Task description:
Turn all the records below into a two-column CSV with the columns "text" and "answer", one row per record. Put each field in quotation marks and replace any line breaks inside it with spaces.

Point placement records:
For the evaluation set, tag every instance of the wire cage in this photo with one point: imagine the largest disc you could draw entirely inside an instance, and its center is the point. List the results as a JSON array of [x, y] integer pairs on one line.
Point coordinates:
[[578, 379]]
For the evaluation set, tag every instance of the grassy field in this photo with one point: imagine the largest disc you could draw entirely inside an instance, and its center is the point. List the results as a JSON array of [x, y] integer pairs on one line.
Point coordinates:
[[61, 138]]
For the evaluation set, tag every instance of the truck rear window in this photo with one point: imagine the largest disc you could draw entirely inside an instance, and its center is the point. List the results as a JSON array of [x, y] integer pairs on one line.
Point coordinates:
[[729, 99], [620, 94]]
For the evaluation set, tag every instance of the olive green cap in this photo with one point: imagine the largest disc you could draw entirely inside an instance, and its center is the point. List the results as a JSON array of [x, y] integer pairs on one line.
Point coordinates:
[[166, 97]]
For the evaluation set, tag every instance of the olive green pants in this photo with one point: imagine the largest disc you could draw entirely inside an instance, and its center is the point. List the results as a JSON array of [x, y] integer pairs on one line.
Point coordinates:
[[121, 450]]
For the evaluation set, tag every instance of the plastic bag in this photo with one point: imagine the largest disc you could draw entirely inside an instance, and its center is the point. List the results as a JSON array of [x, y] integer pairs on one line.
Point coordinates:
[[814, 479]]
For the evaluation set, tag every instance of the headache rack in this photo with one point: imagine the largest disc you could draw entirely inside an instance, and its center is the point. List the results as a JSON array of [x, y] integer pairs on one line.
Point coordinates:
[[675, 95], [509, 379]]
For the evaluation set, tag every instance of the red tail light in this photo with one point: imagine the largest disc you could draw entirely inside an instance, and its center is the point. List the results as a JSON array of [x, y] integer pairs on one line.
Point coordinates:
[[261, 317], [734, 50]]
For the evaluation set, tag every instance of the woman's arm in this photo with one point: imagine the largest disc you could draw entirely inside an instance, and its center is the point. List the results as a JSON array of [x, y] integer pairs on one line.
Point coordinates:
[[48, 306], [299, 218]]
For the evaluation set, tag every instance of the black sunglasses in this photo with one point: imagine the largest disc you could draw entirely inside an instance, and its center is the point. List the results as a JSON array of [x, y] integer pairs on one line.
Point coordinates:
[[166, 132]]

Answer to this exercise:
text,answer
"For the evaluation set, tag every instance of the wire cage in this photo with one point: imagine the largest disc you could draw entirely inside an instance, and its center is the point. List the results as a JSON array of [x, y] integer pairs on one line. Point coordinates:","[[578, 379]]"
"For the evaluation set, tag every instance of the grassy field in this photo with one point: imagine the largest disc you could draw entirely inside an instance, and its center is the point. List the results as a JSON array of [x, y] integer pairs on one line. Point coordinates:","[[61, 138]]"
"For the evaluation set, tag every instance of the truck rear window in this photo with one point: imagine the largest disc you could draw entirely inside an instance, and its center is the point. List the results as a JSON array of [x, y] integer pairs on one line. Point coordinates:","[[729, 99], [620, 94]]"
"For the evaluation set, tag every instance of the olive green cap in this photo with one point: imagine the largest disc you could draw entirely inside an instance, and its center is the point. List the results as a JSON array of [x, y] integer pairs on one line. Point coordinates:","[[166, 97]]"
"For the evaluation set, tag every instance of the olive green pants in this photo with one point: imagine the largest disc you could draw entirely inside an instance, and its center is the point. List the results as a JSON array of [x, y] integer pairs on one line. Point coordinates:","[[121, 450]]"
"For the evaluation set, tag every instance of the plastic bag in this photo with one point: imagine the largest disc you could draw entirely inside an instance, and its center is the point. List the results as a JSON array of [x, y] integer pairs on one line. Point coordinates:","[[814, 479]]"
"For the evaluation set, tag every instance of the headache rack in this photo with one point: imagine the largest disc you could draw entirely inside an instance, and its center is the point. List the results as a JSON array of [x, y] integer pairs on one line. Point coordinates:","[[675, 95], [509, 379]]"
"For the evaluation set, tag every instance of the red tail light in this photo with one point: imagine the largest disc you could draw entirely inside an instance, and its center is the point. List the results as a JSON array of [x, y] integer pairs on one line. Point coordinates:","[[261, 317], [734, 50]]"
"For the evaluation set, tag every instance of the woman's arm in this photo with one point: imagine the largest disc you could draw entirely inside an instance, and its center is the point. List the results as a JSON array of [x, y] integer pairs on one line. Point coordinates:","[[48, 306], [299, 218]]"
"For the evaluation set, tag every instance of the black sunglasses in this photo with one point: imagine the largest disc you could draw entirely inside an instance, and its center is the point. List the results as a JSON array of [x, y] integer pairs on one line. Point coordinates:","[[166, 132]]"